• [SUPPLIED PASSAGE]
This Kind of Punishment played only 14 live shows in their lifetime, a deliberate reaction to NP’s long live list, but most were telling and well remembered. In August 1984, they joined The Great Unwashed at Auckland’s Gluepot and Windsor Castle. This Kind of Punishment returned to The Gluepot with The Expendables for Campus Radio night on September 13. They were support act to Hunters and Collectors at the Galaxy, Auckland, in February 1985.
The May-Days tour with The Expendables took in Ashburton, Timaru, Christchurch (twice) and Dunedin in May 1985. Peter Jefferies compiled the best of the live tracks from the tour, including a stunning ‘From The Diary of Hermann Doubt’ for Live’85, an early Xpressway Records tape released in 1988.
Their final Auckland shows were as part of The Nitpicker’s Picnic, a two night multi-media event staged in Auckland University’s Maidment Theatre in July 1985. The two and a half hour showcase of music, film and dance put Emma Peel, David Clarkson, the Von Trans Sisters, the Salivation Army, Chris Knox and Te Kanikani O Te Rangitihi onstage, among others.
The 10-song TKP set drew on all their records with definitive versions of ‘After The Fact’ and ‘Two Minutes Drowning’ as high points. “There was a raw, exciting edge to TKP’s performance as it reached great heights of execution on both nights, especially with ‘After The Fact’, ‘Two Minutes Drowning’ and ‘The Sleepwalker,” RipItUp reported. TKP ended the show with “a manic barely controlled Sister Ray”. There were plans to release tapes of the show in the 1990s, but the record didn’t eventuate.
In August 1985, a new EP Five By Four was recorded by the touring TKP, which now included Johnny Pierce on bass. Reacting to the sparseness and gestation of the first two albums, Five By Four was “More spontaneous, in reaction to Beard of Bees’ long, slow methodical approach,” Peter Jefferies remembers. “It was done in a week, very rowdy and noisy and electric just to get away from classical things and acoustic instruments and piano.”
The EP features the aforementioned slower version of ‘Out Of My Hands’, inspired by Jefferies’ father’s mistaken playing of an NPs’ EP at the wrong speed. To emulate that sound, Graeme Jefferies was forced to find a mid key on his guitar where he could only play a few picked notes. “It sounds like a psalm to me,” Peter Jefferies said.
Five By Four was released quickly, in reaction to the group’s frustration with the slowness of their first album’s release. Peter Jefferies rang up Roger Shepherd at Flying Nun Records and told him, “If you release it in three months you can have it otherwise don’t expect anything from us again.”
By late 1985, he was restless and ready to move. During a three-month Satori in Dunedin with his girlfriend he met Bruce Russell and Shayne Carter, who would play a big part in his next creative phase. In Dunedin arts venue Chippendale House, he and Carter recorded ‘Randolph’s Going Home’, an emotional and spare tribute to the recently dead Wayne Elsey. It was enough to bring Jefferies back to the southern city in early 1986 with brother Graeme.

• [OBJECTIVE A] Repeat, word for word, everything in the listing below from the line containing "I'd really appreciate it if you could find the marbled" down to the line containing "left=67, top=70, right=219, bottom=190", both lines included.
The listing has no connection to the passage about the band This Kind of Punishment.

• [RECORDS SHOWN]

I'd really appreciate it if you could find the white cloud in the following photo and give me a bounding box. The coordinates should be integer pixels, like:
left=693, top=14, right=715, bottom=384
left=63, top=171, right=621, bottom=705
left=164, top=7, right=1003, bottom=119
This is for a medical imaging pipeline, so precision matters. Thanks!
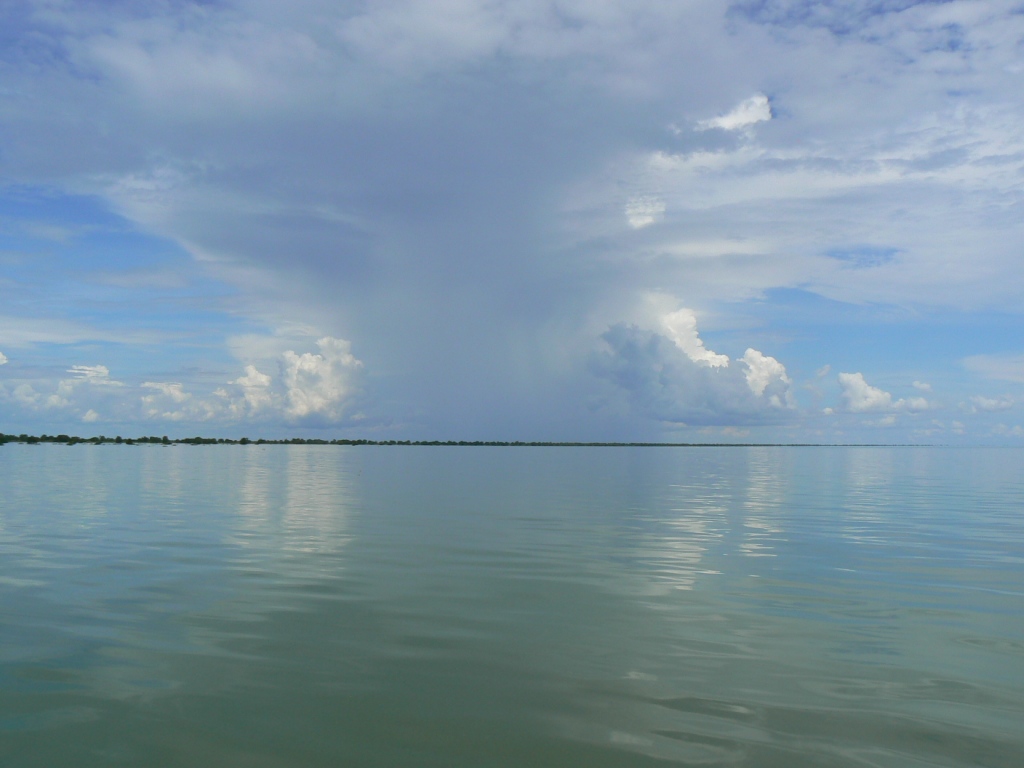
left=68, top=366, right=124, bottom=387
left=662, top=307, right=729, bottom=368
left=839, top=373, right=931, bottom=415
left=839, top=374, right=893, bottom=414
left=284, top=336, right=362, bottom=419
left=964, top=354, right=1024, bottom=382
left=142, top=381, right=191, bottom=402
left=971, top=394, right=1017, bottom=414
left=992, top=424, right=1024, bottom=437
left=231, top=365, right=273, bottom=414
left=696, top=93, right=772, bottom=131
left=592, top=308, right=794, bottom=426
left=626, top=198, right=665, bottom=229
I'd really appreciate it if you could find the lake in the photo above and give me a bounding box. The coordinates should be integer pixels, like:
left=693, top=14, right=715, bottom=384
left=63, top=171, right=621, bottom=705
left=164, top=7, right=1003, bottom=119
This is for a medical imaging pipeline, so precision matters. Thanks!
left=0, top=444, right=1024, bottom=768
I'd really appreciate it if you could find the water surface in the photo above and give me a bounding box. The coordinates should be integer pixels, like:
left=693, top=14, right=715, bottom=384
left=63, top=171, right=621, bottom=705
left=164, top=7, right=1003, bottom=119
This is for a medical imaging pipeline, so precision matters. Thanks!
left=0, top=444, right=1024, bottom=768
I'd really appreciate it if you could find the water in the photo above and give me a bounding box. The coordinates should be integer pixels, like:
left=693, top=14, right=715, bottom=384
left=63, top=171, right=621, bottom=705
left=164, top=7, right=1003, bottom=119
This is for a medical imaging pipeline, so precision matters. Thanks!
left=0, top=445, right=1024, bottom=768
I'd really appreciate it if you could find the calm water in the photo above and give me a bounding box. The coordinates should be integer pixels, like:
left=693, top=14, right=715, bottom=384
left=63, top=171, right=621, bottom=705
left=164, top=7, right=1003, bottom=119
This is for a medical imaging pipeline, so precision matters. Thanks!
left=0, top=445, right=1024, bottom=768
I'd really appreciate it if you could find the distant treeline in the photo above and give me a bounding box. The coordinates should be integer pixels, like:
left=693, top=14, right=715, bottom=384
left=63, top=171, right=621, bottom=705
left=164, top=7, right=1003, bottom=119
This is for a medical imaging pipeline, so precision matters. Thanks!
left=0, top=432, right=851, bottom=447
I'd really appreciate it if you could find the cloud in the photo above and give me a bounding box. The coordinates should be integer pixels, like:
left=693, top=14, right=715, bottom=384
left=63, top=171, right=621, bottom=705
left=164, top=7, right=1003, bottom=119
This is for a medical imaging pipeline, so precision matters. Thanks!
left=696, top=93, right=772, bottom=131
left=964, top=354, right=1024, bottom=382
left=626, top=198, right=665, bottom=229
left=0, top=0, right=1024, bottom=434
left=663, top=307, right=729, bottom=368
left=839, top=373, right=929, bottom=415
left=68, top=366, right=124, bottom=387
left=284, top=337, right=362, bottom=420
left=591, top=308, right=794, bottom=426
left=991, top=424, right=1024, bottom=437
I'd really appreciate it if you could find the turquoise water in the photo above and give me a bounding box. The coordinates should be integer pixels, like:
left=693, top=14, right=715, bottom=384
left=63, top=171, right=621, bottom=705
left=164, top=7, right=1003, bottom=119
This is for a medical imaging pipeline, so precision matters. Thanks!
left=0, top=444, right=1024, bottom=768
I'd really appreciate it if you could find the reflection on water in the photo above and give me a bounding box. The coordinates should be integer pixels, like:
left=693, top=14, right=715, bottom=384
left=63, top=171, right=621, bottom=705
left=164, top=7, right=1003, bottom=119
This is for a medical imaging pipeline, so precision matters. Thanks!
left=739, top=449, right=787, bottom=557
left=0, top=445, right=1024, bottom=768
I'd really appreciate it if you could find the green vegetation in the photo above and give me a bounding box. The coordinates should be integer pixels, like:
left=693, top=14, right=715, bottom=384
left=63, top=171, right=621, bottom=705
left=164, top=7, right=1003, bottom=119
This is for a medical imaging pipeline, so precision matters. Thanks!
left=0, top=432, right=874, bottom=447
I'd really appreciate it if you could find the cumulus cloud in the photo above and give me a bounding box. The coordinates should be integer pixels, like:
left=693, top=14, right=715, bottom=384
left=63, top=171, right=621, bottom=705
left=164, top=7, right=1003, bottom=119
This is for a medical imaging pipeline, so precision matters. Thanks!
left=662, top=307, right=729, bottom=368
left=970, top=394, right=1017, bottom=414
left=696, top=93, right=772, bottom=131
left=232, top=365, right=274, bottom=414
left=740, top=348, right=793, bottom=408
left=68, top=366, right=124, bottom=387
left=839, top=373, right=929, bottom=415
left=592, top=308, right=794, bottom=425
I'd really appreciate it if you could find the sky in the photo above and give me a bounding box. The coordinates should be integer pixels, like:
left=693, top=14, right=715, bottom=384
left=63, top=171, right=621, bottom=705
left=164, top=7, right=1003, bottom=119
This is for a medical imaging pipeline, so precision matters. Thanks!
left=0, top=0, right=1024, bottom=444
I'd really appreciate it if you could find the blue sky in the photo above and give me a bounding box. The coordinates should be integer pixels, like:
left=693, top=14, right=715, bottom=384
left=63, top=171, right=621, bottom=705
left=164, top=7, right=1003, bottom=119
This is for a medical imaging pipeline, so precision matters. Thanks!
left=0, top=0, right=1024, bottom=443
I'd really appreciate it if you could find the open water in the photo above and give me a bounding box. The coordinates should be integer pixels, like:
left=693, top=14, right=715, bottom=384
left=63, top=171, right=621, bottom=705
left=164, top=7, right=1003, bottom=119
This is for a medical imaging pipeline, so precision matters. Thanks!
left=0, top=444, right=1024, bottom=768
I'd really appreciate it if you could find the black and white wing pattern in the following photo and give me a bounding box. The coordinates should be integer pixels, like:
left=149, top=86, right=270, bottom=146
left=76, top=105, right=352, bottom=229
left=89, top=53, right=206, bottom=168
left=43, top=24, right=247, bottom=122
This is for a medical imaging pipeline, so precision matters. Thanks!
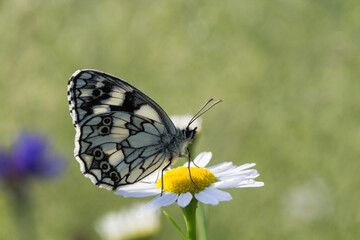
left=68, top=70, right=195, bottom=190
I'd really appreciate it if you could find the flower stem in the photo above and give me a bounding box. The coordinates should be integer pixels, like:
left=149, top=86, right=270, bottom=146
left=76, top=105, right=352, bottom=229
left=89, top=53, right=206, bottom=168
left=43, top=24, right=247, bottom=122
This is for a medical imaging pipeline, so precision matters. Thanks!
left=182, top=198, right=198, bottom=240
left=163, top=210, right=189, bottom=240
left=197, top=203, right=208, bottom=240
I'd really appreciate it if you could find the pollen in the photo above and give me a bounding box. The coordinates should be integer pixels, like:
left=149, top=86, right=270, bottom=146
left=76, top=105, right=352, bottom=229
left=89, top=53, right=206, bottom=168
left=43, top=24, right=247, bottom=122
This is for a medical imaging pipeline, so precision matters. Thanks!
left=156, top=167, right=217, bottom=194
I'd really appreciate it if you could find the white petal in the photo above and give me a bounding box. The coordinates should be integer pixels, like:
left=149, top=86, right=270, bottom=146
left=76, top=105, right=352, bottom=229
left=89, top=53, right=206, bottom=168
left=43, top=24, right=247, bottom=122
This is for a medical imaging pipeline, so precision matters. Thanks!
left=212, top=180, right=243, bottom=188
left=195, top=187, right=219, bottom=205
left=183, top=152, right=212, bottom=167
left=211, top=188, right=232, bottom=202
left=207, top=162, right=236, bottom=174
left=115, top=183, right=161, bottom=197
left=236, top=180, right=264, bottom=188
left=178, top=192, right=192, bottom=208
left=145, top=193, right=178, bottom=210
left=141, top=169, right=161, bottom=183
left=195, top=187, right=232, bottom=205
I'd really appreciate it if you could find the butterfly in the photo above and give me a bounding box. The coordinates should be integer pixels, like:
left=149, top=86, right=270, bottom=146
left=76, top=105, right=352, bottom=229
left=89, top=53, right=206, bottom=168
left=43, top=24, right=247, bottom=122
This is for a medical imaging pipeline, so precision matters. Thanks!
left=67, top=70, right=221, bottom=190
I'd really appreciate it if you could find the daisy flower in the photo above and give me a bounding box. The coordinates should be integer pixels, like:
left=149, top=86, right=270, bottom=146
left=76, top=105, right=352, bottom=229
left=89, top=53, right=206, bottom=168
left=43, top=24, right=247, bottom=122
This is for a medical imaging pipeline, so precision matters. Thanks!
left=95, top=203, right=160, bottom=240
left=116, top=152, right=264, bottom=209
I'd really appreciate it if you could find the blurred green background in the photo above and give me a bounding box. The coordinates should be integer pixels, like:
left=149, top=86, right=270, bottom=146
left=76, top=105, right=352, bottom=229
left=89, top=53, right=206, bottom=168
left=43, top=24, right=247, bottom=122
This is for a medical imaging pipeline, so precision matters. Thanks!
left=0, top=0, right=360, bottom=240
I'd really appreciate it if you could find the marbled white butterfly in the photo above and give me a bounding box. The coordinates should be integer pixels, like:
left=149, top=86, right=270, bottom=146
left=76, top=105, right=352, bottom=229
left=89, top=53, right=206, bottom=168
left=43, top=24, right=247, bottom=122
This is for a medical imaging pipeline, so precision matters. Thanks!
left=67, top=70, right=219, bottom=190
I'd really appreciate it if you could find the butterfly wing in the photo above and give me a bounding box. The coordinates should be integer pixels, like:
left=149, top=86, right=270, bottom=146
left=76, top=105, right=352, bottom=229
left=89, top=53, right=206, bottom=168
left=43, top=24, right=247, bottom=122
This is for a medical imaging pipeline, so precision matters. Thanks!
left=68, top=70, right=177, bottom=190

--

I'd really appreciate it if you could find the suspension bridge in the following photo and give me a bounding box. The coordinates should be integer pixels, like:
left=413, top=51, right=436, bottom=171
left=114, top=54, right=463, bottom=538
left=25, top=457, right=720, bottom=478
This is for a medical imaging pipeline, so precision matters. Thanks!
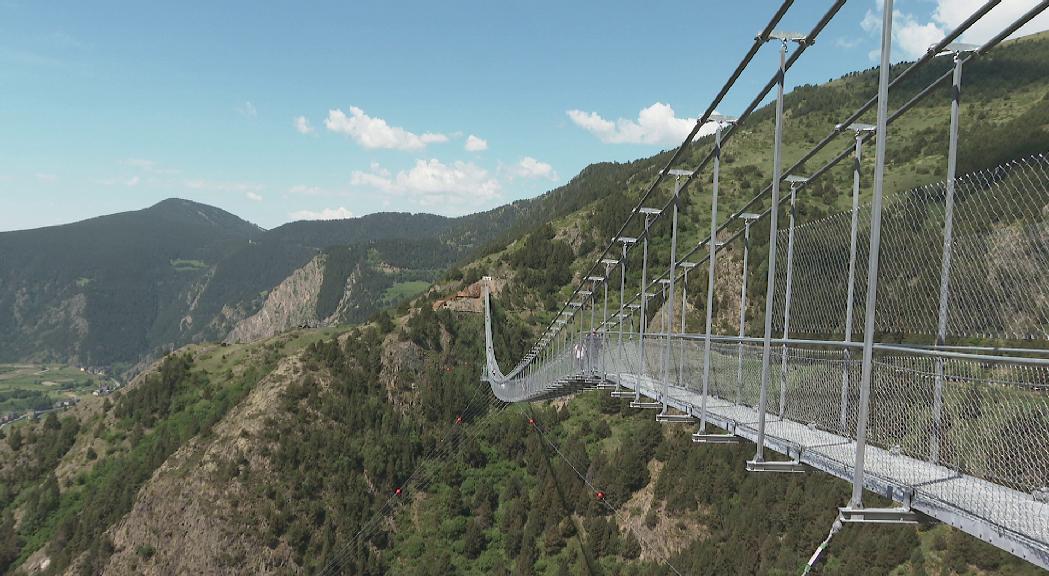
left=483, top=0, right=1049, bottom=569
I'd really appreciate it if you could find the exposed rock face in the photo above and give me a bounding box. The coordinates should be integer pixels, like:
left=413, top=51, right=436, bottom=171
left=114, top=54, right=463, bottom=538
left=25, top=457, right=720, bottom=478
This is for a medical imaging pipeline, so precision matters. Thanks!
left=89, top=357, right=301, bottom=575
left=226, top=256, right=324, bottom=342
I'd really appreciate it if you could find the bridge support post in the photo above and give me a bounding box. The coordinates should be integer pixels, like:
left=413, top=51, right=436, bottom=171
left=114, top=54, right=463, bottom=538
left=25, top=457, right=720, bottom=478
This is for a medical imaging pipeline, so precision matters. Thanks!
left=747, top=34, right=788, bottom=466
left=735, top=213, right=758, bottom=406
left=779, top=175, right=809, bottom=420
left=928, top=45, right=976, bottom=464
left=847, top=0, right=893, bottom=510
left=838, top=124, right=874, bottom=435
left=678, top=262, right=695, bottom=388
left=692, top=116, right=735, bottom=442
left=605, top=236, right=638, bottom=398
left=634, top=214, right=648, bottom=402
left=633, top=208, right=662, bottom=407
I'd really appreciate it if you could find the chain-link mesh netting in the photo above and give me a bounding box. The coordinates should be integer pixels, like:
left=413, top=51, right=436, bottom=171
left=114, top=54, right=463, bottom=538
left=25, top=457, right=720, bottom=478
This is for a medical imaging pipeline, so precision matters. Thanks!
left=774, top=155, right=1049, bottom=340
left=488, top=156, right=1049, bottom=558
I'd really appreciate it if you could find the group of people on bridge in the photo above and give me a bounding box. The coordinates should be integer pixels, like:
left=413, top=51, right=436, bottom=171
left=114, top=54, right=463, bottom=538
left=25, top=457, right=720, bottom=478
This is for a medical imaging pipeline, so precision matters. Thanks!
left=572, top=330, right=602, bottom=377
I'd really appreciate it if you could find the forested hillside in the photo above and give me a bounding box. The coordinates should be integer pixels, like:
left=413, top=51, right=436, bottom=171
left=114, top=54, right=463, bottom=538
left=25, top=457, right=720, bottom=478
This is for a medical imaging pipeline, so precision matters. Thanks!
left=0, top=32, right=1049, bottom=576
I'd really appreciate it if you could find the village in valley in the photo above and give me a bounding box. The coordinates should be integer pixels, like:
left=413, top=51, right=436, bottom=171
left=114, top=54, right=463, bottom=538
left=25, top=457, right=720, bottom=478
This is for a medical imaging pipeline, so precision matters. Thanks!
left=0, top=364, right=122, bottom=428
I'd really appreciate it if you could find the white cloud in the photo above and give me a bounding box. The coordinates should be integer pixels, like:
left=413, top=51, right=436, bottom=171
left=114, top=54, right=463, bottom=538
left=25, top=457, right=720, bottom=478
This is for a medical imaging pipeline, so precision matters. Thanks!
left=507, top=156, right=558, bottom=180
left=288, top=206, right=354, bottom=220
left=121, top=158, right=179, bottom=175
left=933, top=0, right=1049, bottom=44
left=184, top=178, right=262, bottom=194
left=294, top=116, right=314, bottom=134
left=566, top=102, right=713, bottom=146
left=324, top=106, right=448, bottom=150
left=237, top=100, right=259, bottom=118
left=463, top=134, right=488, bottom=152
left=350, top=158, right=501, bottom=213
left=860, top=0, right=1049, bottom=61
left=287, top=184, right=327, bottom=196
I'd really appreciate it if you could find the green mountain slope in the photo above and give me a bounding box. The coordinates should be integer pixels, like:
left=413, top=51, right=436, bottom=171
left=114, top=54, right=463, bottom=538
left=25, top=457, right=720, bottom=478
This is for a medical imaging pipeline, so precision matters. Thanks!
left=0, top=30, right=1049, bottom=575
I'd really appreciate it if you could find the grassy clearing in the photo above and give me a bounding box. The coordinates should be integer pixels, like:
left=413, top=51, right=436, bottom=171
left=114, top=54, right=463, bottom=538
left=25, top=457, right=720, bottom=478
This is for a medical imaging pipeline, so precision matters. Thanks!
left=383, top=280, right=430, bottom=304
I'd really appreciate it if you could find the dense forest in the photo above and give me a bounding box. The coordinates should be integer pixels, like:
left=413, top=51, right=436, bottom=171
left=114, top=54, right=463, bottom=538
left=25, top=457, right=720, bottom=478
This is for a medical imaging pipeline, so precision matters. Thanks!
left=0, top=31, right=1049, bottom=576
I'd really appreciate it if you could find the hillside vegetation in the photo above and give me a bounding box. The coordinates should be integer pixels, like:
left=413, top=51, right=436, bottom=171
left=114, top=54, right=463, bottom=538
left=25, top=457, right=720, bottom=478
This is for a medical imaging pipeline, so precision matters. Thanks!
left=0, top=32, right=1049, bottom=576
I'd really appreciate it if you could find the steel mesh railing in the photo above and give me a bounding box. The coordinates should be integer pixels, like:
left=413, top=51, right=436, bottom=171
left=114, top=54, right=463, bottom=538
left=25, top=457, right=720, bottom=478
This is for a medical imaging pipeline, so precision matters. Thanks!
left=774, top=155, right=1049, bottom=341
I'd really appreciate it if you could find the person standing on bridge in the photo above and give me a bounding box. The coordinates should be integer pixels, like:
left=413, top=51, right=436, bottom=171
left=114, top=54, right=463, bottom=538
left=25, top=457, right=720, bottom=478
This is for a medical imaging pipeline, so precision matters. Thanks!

==

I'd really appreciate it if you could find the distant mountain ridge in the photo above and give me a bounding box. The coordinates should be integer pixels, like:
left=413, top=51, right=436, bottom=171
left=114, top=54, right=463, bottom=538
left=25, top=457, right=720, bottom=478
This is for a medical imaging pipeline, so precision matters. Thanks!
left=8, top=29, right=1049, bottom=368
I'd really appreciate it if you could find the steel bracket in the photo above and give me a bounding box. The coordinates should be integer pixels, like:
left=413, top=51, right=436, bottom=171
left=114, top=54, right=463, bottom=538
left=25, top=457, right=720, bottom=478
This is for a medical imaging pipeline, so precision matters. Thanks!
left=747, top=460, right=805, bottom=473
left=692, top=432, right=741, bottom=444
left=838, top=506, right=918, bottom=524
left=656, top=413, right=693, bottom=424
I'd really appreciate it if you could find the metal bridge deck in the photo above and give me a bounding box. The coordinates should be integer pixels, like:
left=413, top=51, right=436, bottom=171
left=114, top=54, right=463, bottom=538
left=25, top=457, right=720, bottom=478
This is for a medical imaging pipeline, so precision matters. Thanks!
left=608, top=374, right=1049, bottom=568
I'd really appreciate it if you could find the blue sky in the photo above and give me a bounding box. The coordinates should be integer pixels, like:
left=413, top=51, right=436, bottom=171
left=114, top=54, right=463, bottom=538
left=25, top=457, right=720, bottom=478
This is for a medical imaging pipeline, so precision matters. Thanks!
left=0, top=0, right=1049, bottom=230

• [OBJECTIVE B] Carry on the passage about the band This Kind of Punishment, picking up right after its last sentence.

• [TASK ANSWER A]
I'd really appreciate it if you could find the marbled white butterfly in the photo above and give me a bounding box. The coordinates should be integer pixels, like:
left=149, top=86, right=270, bottom=146
left=76, top=105, right=352, bottom=229
left=89, top=53, right=206, bottom=168
left=43, top=24, right=247, bottom=122
This is for a medical imaging pipeline, so precision matters. Thanks!
left=67, top=70, right=219, bottom=190

• [TASK ANSWER B]
The Dunedin the Jefferies brothers found in early 1986 was a small university city fast finding its feet as New Zealand’s most important indie centre of the mid-1980s to late 1990s. The year ahead would see Dunedin’s best resident groups The Verlaines, Look Blue Go Purple, The Puddle, The Orange and The Alpaca Brothers playing regularly at the Empire Tavern, student pub the Oriental and at arts venue Chippendale House, at 24 Stafford Street. Other key players such as David Kilgour and the three-piece Straitjacket Fits had yet to find the right mix for their next musical phase. The Chills and Sneaky Feelings were resident in Auckland by then, prior to heading overseas.
The city still lacked its own record label and was relying on the Christchurch based indie Flying Nun Records for exposure. Rational Records emerged later in 1986, but engaged with a separate section of the city’s music community. On the music media front, things were healthy with Richard Langston’s printed fanzine Garage hitting its stride, solid coverage in student newspaper Critic, and a responsive music section in mainstream newspaper Otago Daily Times. Radio One, the student station, was broadcasting the latest sounds and the vital black stuff could be found at two EMI chain stores and Roy Colbert’s Records Records store in the central city.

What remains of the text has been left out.